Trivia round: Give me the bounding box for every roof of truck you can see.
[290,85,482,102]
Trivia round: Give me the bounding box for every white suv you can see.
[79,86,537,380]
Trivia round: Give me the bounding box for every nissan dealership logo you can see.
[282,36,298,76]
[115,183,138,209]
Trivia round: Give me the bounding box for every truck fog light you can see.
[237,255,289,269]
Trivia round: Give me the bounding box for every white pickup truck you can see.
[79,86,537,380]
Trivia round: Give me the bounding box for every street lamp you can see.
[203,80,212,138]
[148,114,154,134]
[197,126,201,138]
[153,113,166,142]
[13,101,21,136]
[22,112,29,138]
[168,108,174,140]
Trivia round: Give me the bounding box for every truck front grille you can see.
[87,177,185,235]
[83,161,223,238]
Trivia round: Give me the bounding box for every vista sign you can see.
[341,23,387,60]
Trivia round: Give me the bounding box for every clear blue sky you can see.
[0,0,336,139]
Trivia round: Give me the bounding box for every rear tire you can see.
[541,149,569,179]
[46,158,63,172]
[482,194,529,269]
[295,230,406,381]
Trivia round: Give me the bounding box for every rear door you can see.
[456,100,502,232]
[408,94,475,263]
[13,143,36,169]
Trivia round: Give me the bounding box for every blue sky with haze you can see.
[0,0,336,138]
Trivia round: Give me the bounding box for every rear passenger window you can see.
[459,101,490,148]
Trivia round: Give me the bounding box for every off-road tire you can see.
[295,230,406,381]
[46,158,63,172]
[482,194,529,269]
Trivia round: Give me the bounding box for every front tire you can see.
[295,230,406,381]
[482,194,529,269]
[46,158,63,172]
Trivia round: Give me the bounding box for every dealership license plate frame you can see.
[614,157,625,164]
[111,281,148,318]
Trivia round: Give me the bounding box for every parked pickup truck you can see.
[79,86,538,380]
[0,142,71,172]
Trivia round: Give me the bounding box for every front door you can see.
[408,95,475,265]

Task goal
The lines to output run from the one containing "Trivia round: Give me the bounding box for every front tire" to the last line of the entries; give them back exactly.

Solution to the exercise
Trivia round: Give me the bounding box for every front tire you can see.
[295,230,406,381]
[482,194,529,269]
[46,158,63,172]
Trivia round: Give me the bounding box for every dealership license plate frame you can see.
[614,157,625,164]
[111,281,148,318]
Trivia round: Give me the bounding box for every parked pickup truck you can see.
[79,86,538,380]
[0,142,71,172]
Trivia round: Give me the bounding box for every front door you can see.
[408,95,475,265]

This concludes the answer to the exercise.